[Start of Supplied entries]
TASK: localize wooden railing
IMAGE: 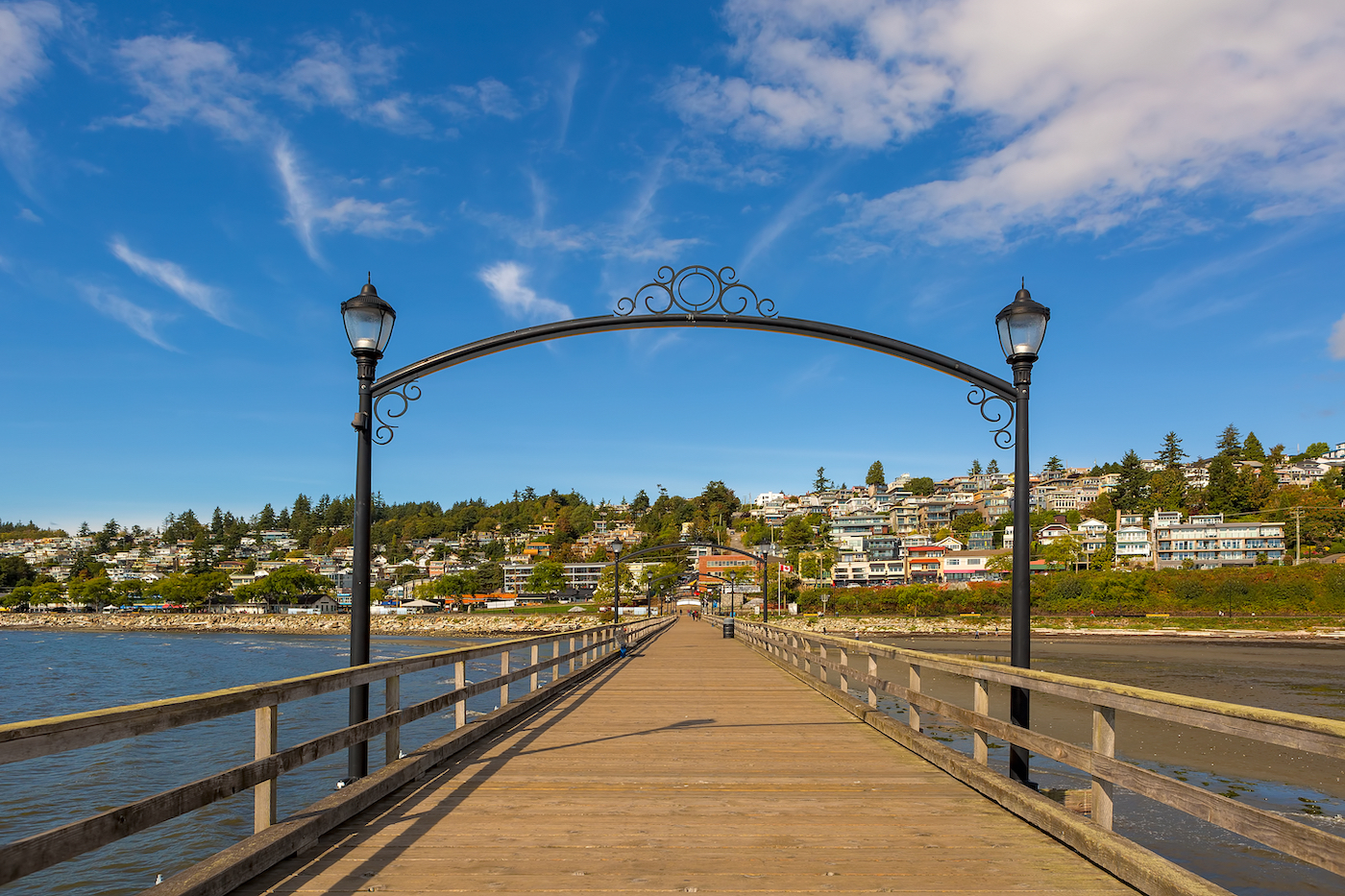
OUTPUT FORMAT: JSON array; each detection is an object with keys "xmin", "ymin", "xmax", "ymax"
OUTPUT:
[
  {"xmin": 736, "ymin": 618, "xmax": 1345, "ymax": 875},
  {"xmin": 0, "ymin": 618, "xmax": 672, "ymax": 885}
]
[End of Supplied entries]
:: Exercise brief ::
Rewrite every line of the material above, including the requests, and scale each bounding-box coordinate in the answers by 0.25, rounding to whole numbers with halves going up. Leave the pictures out.

:: The solution ::
TASK: localize wooden railing
IMAGE: 
OUTPUT FORMAT: JSON array; each detection is an object with keys "xmin", "ymin", "xmax", "ymax"
OUTPUT:
[
  {"xmin": 184, "ymin": 155, "xmax": 336, "ymax": 219},
  {"xmin": 0, "ymin": 155, "xmax": 168, "ymax": 221}
]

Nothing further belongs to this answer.